§ Tareas propuestas:
(1) Responda brevemente, a partir del fragmento sobre la educación emocional:
(a) ¿Cómo se presenta a Rafael Bisquerra?
(b) Según lo que dijo Bisquerra, ¿qué hay que hacer con los niños?
(c) ¿Qué está en la raíz de muchas violencias?
(2) Cuente las líneas del listado que contienen la cadena "baseboard" e indique únicamente el número.

§ Fragmento de lectura:
........
No es cierto que deseemos para nuestros hijos todo cuanto ellos mismos elijan. Secretamente, o no tanto, proyectamos un plan. Lo que pasa es que no tiene por qué cumplirse, claro está. Pero a poco que tengamos dos dedos de frente, nuestra mayor frustración sería no conseguir inculcarles tres o cuatro cosas que les protejan de convertirse en seres mezquinos. A nadie le gusta engendrar monstruos. Rafael Bisquerra, que es uno de los pioneros de la educación emocional, me decía hace unos días que a los niños hay que modelarlos. Eso, que suena a opresión en una sociedad tan progre como la nuestra, no tiene que ver con reprimir nuestras emociones, sino con abrazarlas, que es muy distinto. No aprender que somos seres emocionales, a la vez que racionales, y diversos y únicos, está en la raiz de muchas violencias, desde las más visibles hasta las más silenciosas.
........
§ Datos de trabajo:
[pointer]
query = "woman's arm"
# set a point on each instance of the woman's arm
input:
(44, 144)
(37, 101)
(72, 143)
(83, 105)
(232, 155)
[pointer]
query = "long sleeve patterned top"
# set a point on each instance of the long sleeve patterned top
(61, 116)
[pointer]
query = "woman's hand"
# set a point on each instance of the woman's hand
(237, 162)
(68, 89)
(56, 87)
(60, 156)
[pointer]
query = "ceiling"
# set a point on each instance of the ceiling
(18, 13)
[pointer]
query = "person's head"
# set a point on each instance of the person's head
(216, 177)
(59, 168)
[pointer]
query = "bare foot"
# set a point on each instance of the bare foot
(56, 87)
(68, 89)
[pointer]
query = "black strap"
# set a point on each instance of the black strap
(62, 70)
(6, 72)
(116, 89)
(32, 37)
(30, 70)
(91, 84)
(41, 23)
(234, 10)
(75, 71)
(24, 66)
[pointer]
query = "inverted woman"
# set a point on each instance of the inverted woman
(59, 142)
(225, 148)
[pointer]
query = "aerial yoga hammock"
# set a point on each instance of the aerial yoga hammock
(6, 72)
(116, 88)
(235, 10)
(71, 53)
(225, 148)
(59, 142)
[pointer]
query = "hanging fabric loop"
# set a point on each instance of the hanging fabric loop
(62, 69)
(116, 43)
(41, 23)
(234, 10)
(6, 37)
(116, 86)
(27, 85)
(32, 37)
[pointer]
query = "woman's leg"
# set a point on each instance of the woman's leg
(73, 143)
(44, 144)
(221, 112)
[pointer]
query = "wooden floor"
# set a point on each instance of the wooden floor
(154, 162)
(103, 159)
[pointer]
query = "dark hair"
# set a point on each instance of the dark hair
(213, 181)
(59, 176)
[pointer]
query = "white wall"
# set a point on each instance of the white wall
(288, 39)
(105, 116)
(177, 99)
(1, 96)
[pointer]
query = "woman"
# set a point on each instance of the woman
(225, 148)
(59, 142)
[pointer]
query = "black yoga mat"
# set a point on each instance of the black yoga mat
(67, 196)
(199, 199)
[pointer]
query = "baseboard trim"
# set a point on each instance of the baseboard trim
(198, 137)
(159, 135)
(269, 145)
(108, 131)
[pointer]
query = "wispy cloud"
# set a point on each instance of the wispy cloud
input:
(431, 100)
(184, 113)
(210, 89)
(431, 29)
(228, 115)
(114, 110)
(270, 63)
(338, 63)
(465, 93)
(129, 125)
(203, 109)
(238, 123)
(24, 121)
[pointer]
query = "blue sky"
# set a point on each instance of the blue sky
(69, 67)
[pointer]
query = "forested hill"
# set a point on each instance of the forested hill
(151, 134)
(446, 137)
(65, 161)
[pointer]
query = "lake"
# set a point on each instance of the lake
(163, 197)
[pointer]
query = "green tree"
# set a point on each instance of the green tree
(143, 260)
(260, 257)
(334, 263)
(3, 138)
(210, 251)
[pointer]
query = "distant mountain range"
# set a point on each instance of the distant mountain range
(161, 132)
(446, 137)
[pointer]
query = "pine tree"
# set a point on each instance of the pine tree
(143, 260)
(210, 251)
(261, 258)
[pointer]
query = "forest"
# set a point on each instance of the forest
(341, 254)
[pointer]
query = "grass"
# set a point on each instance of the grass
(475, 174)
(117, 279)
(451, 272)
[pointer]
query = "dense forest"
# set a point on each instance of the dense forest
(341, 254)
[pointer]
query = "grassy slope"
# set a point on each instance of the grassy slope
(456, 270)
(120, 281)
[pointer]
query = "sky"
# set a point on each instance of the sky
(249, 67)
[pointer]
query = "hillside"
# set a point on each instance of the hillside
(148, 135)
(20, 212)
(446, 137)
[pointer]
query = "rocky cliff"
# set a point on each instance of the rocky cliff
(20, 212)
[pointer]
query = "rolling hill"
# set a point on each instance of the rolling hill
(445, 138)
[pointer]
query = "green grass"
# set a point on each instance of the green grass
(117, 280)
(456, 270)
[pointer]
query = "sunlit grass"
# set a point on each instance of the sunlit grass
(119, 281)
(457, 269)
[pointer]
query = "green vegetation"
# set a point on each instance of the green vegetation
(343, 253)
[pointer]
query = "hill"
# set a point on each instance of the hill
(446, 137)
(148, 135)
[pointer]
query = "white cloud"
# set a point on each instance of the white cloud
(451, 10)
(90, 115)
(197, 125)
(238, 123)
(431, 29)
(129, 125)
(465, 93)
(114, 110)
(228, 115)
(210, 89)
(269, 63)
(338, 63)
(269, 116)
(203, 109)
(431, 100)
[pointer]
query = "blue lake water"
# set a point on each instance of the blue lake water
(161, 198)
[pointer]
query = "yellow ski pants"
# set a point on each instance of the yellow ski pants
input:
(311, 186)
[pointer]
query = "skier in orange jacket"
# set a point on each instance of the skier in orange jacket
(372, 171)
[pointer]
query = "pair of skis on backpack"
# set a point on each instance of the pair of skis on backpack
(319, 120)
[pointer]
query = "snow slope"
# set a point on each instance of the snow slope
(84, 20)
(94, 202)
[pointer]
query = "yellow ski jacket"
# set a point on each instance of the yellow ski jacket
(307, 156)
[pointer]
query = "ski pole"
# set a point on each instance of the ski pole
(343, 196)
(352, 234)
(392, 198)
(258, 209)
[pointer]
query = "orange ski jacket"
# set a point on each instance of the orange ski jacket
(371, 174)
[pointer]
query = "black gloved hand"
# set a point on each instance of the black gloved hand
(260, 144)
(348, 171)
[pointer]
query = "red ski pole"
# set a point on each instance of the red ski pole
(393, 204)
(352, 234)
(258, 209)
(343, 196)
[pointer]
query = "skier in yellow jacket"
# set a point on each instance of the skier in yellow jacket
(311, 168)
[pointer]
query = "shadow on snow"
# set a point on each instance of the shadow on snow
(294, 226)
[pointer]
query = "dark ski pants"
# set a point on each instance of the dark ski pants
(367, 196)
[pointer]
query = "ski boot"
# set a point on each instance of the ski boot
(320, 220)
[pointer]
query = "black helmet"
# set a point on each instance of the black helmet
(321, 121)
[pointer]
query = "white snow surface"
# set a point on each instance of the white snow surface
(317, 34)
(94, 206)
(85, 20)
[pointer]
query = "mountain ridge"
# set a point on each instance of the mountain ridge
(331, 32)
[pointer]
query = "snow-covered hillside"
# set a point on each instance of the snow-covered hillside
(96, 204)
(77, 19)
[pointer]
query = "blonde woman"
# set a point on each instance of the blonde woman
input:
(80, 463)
........
§ Respuestas facilitadas:
(1)
(a) Como uno de los pioneros de la educación emocional.
(b) Hay que modelarlos.
(c) No aprender que somos seres emocionales, a la vez que racionales, y diversos y únicos.

(2) 2